> [TASK OBJECTIVE] Which lines of the records contain the word "item"? Copy each one.

Dataset entries:
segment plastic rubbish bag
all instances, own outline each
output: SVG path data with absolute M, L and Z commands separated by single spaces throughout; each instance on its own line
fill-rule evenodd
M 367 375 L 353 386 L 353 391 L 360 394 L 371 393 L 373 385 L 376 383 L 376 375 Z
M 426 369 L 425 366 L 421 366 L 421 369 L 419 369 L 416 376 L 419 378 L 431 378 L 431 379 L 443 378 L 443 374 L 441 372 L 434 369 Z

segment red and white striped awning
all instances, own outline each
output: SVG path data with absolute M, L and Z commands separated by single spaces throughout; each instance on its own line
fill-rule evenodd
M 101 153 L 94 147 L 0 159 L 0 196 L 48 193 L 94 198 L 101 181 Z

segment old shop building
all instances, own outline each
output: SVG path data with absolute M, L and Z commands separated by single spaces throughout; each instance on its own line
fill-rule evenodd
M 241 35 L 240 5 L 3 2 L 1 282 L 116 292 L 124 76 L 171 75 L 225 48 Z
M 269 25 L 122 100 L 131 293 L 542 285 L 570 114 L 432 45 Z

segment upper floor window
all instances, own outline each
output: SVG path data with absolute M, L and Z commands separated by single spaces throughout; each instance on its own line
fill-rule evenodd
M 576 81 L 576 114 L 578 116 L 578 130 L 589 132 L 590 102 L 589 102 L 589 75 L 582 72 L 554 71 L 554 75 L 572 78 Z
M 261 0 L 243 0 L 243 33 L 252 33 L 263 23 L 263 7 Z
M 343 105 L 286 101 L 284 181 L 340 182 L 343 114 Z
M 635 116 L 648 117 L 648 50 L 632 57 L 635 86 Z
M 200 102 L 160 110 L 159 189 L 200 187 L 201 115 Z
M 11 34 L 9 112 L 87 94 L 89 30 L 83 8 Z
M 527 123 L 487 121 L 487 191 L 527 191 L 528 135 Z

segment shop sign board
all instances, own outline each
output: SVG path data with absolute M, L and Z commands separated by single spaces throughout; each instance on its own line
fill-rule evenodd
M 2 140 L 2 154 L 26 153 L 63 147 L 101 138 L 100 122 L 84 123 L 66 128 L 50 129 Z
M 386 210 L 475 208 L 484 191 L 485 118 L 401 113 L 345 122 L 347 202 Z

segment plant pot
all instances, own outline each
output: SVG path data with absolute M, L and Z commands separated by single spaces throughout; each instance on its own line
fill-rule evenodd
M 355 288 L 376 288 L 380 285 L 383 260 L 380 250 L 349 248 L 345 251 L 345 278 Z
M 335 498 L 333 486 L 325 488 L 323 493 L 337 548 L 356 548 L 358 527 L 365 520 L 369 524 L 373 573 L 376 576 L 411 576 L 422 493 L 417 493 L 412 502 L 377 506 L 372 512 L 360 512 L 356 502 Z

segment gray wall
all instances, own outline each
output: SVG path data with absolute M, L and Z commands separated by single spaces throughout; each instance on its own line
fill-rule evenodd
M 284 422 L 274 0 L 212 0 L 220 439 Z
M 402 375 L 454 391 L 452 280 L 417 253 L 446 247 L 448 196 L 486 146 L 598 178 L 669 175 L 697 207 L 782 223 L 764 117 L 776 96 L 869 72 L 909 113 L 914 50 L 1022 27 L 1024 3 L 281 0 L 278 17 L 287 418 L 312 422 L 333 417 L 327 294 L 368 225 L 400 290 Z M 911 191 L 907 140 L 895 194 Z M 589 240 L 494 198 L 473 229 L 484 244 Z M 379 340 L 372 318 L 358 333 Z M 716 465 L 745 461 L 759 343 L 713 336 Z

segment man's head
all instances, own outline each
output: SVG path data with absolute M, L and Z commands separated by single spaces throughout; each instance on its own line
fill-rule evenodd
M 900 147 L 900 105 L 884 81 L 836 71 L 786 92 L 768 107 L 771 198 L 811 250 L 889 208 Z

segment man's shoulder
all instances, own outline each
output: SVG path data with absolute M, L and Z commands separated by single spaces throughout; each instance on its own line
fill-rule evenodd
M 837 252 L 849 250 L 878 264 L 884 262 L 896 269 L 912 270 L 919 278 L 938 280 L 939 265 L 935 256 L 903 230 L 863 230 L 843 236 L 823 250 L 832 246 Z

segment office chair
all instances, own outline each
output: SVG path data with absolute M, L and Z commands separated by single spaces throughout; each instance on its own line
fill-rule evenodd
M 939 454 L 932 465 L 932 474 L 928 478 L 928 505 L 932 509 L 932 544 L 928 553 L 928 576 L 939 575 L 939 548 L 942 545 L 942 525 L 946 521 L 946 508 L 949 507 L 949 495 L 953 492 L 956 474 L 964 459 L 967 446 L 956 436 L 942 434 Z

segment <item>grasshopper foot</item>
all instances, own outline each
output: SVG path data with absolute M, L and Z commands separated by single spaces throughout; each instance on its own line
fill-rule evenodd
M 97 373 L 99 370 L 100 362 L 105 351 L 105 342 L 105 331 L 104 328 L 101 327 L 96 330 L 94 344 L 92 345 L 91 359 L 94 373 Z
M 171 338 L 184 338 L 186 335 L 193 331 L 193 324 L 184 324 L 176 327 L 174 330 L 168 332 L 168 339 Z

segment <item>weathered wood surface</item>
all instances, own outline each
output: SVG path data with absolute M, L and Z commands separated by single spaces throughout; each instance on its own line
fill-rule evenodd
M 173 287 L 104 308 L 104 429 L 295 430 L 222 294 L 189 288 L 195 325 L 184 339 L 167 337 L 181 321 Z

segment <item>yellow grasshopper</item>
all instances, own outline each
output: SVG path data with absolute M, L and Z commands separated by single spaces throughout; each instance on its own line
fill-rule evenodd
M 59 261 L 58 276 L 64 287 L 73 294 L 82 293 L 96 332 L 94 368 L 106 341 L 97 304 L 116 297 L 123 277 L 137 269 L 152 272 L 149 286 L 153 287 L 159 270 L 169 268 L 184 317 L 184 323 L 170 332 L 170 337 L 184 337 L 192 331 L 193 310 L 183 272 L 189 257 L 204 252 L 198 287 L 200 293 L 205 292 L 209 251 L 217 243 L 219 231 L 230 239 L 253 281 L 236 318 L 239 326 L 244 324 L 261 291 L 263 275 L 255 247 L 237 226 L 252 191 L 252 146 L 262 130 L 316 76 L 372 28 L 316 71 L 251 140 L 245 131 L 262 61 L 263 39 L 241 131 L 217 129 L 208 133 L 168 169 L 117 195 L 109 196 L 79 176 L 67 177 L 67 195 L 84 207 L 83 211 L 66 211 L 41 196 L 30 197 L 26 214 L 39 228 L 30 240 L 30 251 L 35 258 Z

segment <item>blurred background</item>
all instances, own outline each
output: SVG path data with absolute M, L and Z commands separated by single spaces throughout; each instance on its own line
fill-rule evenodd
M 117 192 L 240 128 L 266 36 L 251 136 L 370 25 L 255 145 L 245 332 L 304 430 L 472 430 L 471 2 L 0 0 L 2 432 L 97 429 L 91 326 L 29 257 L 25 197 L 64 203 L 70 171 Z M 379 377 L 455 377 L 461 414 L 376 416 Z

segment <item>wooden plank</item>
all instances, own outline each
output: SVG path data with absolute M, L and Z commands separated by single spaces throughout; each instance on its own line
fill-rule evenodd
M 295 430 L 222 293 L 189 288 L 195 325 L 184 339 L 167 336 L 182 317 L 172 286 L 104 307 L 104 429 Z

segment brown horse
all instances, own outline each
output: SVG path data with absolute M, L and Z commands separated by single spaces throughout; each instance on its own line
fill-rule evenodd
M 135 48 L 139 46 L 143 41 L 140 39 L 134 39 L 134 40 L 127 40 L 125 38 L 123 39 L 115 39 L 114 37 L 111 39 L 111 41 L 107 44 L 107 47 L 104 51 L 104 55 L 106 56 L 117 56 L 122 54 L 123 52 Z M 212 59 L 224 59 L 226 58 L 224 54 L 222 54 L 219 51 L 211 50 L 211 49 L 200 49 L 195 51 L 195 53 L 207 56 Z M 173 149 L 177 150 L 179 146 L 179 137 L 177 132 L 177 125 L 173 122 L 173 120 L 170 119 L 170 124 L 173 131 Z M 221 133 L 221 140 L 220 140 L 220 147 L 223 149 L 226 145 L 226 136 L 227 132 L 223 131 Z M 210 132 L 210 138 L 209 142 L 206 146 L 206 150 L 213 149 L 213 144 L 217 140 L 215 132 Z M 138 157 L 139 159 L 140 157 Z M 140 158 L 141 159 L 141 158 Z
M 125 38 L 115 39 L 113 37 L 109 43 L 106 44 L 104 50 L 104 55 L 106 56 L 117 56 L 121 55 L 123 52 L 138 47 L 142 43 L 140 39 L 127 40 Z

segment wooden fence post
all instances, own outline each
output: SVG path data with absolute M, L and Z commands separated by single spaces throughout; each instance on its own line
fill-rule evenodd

> [PROBLEM SOLUTION]
segment <item>grasshopper foot</item>
segment <item>weathered wood surface</item>
segment <item>yellow grasshopper</item>
segment <item>blurred background</item>
segment <item>wooden plank</item>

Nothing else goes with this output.